EXERCISE. Report each line of the records where "flower" occurs.

AVAILABLE RECORDS.
•••

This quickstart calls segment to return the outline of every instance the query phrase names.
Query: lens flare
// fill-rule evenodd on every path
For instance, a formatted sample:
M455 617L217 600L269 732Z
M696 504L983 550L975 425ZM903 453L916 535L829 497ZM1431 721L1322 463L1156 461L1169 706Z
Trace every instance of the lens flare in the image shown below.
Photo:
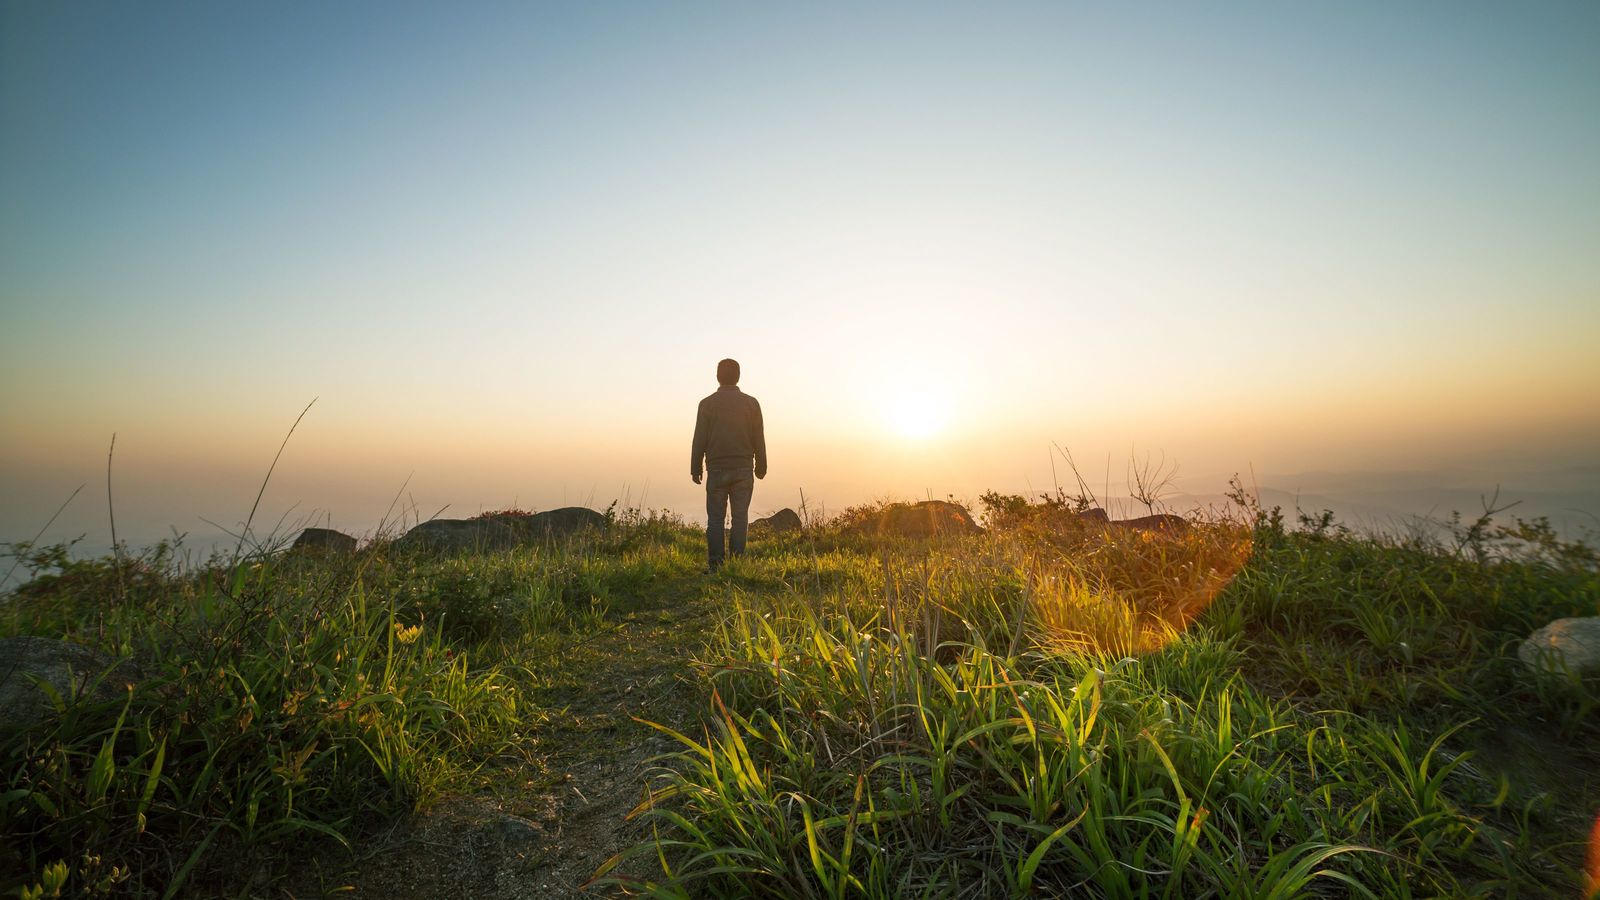
M1600 815L1594 817L1594 828L1589 832L1589 883L1584 885L1583 896L1600 897Z
M1138 527L1060 510L1023 529L1041 548L1029 577L1040 643L1134 656L1182 634L1250 558L1252 532L1163 518ZM1045 549L1048 548L1048 549Z

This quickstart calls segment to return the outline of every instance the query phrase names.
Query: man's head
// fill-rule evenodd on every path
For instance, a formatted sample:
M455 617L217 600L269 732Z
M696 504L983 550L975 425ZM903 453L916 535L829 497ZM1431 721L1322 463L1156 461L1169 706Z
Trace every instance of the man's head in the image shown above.
M722 362L717 363L717 384L723 385L724 387L728 387L728 386L732 386L732 385L735 385L735 384L738 384L738 383L739 383L739 361L738 360L736 360L736 359L725 359Z

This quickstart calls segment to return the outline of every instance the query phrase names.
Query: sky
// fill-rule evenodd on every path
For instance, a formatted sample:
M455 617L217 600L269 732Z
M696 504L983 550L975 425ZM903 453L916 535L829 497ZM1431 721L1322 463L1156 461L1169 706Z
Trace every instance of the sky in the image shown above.
M237 528L313 400L258 530L692 517L727 356L757 513L1057 447L1593 500L1597 46L1592 2L0 4L0 541L80 485L46 540Z

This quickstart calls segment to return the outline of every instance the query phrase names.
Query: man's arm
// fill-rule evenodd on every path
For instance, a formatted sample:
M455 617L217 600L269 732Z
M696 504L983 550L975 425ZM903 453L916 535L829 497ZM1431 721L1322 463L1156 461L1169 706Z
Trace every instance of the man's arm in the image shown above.
M756 477L767 477L766 425L761 421L761 404L750 398L750 443L756 451Z
M700 483L700 473L706 459L706 439L710 430L710 423L706 421L706 405L701 403L700 408L695 410L694 446L689 450L689 477L694 479L695 484Z

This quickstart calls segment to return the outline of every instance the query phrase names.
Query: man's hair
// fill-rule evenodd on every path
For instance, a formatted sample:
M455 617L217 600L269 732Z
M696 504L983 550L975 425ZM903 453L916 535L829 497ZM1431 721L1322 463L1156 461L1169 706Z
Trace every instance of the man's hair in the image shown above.
M739 383L739 361L725 359L717 363L717 384Z

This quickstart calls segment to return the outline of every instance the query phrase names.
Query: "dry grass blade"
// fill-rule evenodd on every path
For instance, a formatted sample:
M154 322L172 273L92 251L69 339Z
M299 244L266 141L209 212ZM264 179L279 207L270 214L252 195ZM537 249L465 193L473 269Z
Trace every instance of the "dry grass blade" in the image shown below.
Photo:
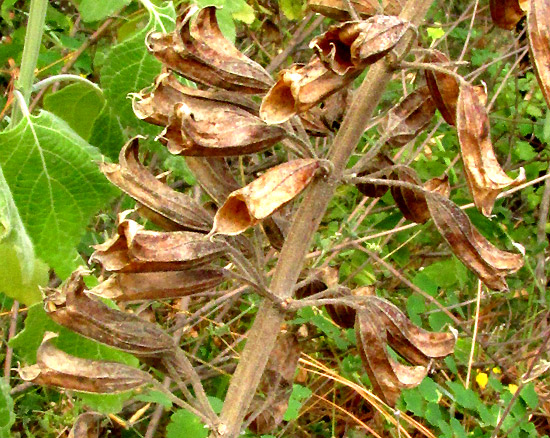
M55 337L55 333L44 334L36 353L36 365L19 370L23 380L101 394L128 391L153 382L149 374L128 365L71 356L53 345Z
M457 106L456 128L464 171L476 207L489 216L493 204L506 187L525 181L523 168L512 179L500 167L491 143L491 128L487 110L483 104L485 93L464 84L460 88Z
M385 15L397 15L401 11L400 0L351 0L351 6L362 17L384 13ZM308 0L308 9L338 21L350 19L349 11L344 0Z
M96 412L80 414L69 432L68 438L99 438L100 421L103 415Z
M119 164L102 163L101 171L127 195L172 222L172 228L208 232L212 227L208 212L155 178L140 163L138 154L139 139L134 138L120 151Z
M372 160L369 160L366 163L367 167L361 170L357 174L358 177L369 176L372 173L380 172L381 170L386 170L379 178L387 179L392 174L393 161L387 155L379 153L376 154ZM372 183L357 183L355 184L357 190L359 190L363 195L369 196L371 198L380 198L386 194L389 190L388 186L382 184L372 184Z
M242 93L263 93L273 79L259 64L225 39L216 20L216 8L196 8L171 34L152 33L149 51L169 69L201 84Z
M430 214L453 253L493 290L508 288L505 277L523 266L521 254L502 251L492 245L472 225L455 203L432 193L426 196Z
M290 161L234 191L216 213L212 233L240 234L268 217L298 196L312 181L320 165L316 159Z
M528 13L529 48L535 75L550 108L550 0L532 0Z
M489 6L493 23L502 29L515 29L525 15L526 3L522 0L491 0Z

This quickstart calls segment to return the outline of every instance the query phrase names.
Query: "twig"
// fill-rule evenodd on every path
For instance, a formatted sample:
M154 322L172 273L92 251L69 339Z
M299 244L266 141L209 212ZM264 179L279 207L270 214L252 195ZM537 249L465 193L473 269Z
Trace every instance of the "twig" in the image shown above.
M17 316L19 315L19 301L15 300L11 306L11 316L10 316L10 328L8 331L8 342L13 338L17 332ZM4 379L6 382L10 382L11 375L11 361L13 358L13 348L8 344L6 348L6 358L4 360Z
M547 170L546 176L550 176L550 167ZM539 221L537 223L537 245L540 246L547 241L546 239L546 224L548 222L548 210L550 208L550 179L544 183L544 192L539 208ZM541 249L537 254L537 267L535 268L535 281L540 291L541 302L545 302L546 295L546 250Z
M472 364L474 362L474 353L476 351L477 330L479 328L479 309L481 307L481 291L483 283L481 280L477 281L477 299L476 299L476 315L474 319L474 334L472 336L472 347L470 349L470 358L468 359L468 373L466 374L466 383L464 387L468 389L470 386L470 377L472 375Z

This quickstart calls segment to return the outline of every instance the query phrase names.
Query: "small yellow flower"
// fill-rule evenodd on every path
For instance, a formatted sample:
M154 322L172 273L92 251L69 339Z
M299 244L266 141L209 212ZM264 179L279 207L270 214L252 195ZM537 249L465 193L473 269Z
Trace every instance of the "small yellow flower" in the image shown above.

•••

RESPONSE AREA.
Query: "small yellow flower"
Trace every instance of the "small yellow flower" in the image shown above.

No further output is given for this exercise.